Exp2021-10-03/2
## Sugar production under short- and long-day light regime



***Motivation***: Clock mutants can show different metabolic performance under different light conditions

Author: Ines Boehm, Tomasz Zieliński

---



![arrabidopsis-phenotypes.jpg](attachment:arrabidopsis-phenotypes.jpg)

Phenotypes of 3-week-old plants

**Experiment details:**  
Growth protocol: https://bio-protocol.org/bio101/e126  
Measurement protocols: Chlorophyll and starch assay (https://doi.org/10.1038/nprot.2009.12), Quantification of starch (https://doi.org/10.1038/nprot.2006.232)
* Metabolites reported per g of fresh weight of 6-week-old plant leaf rosettes
* Study date range: 2019-12-05 to 2020-01-05
* SD = short days 6h light
* LD = long days 18h light

**Tested lines:**
* WT
* PhyA-211 
* elf4

---

> This file is part of the Jupyter Notebook 
> lesson within the [FAIR in (biological) practice DataCarpentry](https://carpentries-incubator.github.io/fair-bio-practice/)
> course run by Ed-DaSH.     

---

In [None]:
#################################################
#                                               #
# Hashtags are not run as code and are used for #
# annotation of code in R.                      #
#################################################

# load required libraries
library(ggplot2)

# load data frame with 'fake' data for each genotype
df <- read.delim(file = "light_results.txt", stringsAsFactors=TRUE, header = TRUE, sep = "\t", dec = ".")

In [None]:
# print data frame
df

**Table 1:** Genotypes (WT = wild type, PhyA-211, elf4-101) are listed with respective measurements for biomas (g), starch (mg/g FW), sucrose (mg/g FW) and chlorophyll  (mg/g FW)under short- and long-day light regimes.

**Note:**
Not all measurements could be recorded for chlorophyl, as at one timepoint the building fire alarm went off and research labs had to be evacuated when chlorophyll short-day time measurements were due. Three data points for PhyA-211 chlorophyll on long-day light regimes are not available as the extraction assay failed.

# Visualise data

In [None]:
# Create ggplot subset by light_condition

# first change order of factors of the genotype table
# ggplots standard setting is set to alphabetical order so your plot would read elf, phyA, WT
# If you rerun the code with a hashtag in front of the line you can look
# at the difference in the plot!
df$genotype <- factor(df$genotype, levels = c("WT", "PhyA-211","elf4-101"))

# change size of plot so it fits the screen before plotting
options(repr.plot.width = 5, repr.plot.height = 4)

** SUPPLIED INFORMATION **
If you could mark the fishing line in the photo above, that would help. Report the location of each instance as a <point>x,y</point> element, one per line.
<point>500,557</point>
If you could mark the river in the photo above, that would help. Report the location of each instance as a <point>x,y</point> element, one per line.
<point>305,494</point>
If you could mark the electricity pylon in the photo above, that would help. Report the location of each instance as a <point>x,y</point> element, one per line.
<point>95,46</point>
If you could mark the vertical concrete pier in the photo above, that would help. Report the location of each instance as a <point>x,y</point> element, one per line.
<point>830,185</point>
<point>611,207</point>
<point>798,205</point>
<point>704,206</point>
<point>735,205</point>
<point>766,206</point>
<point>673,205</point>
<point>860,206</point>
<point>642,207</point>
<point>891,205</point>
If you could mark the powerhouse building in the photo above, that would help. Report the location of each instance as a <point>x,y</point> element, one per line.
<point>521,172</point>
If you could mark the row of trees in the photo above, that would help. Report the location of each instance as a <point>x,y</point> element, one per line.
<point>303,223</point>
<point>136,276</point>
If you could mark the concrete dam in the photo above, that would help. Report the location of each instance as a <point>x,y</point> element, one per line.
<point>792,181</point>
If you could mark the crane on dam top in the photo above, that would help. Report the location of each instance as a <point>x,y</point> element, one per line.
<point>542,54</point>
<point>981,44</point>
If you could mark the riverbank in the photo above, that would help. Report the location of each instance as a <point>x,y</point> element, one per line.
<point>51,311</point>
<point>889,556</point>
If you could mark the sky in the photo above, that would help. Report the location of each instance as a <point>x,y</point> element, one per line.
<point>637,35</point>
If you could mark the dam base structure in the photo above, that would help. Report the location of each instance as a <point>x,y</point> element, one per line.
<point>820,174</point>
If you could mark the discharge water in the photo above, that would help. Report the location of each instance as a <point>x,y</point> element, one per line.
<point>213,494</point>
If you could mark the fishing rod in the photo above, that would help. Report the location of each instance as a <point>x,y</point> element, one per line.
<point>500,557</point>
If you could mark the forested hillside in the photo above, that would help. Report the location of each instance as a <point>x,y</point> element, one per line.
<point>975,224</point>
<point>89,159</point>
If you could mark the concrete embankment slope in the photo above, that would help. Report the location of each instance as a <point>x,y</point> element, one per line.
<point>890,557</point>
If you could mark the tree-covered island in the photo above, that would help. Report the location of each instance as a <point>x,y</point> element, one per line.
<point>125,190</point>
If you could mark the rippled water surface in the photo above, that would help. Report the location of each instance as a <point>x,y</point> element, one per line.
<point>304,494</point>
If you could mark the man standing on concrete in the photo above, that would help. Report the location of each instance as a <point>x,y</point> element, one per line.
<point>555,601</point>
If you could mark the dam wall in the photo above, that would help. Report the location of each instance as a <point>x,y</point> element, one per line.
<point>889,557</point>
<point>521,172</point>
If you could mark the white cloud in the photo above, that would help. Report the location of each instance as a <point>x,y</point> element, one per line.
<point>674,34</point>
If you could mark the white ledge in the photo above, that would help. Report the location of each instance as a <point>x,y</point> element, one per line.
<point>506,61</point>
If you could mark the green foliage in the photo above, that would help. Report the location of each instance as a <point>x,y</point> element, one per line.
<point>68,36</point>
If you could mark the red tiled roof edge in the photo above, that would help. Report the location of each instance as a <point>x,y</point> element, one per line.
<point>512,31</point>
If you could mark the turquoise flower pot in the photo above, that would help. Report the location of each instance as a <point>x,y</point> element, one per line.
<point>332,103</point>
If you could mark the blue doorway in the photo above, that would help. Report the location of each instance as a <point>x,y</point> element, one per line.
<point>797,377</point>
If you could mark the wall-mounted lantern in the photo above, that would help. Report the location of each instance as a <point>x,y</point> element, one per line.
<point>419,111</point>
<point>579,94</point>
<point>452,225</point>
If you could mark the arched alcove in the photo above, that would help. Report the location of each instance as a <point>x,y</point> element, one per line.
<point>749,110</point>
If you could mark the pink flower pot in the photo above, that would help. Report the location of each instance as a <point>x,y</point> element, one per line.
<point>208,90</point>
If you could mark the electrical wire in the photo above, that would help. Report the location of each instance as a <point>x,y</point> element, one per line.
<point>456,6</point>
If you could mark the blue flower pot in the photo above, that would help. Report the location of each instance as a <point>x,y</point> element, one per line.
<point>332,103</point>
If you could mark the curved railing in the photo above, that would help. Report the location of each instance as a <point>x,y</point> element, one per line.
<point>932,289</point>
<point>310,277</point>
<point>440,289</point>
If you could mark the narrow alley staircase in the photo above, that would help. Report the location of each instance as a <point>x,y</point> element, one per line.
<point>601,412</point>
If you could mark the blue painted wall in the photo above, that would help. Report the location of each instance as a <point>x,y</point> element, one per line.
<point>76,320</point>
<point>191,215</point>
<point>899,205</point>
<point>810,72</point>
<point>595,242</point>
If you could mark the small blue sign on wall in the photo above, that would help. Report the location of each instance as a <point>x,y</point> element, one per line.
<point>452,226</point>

** BRIEF 1 **
Answer these about the notebook page on sugar production above:
(a) How many hours of light does a long day have?
(b) How old were the plants whose leaf rosettes the metabolites were reported for?
(c) Why are three chlorophyll data points for PhyA-211 on long days not available?
** BRIEF 2 **
Give every line listed under "Tested lines" in the notebook page on sugar production above.

** RESULT 1 **
(a) 18 hours.
(b) 6 weeks old.
(c) The extraction assay failed.

** RESULT 2 **
WT, PhyA-211, elf4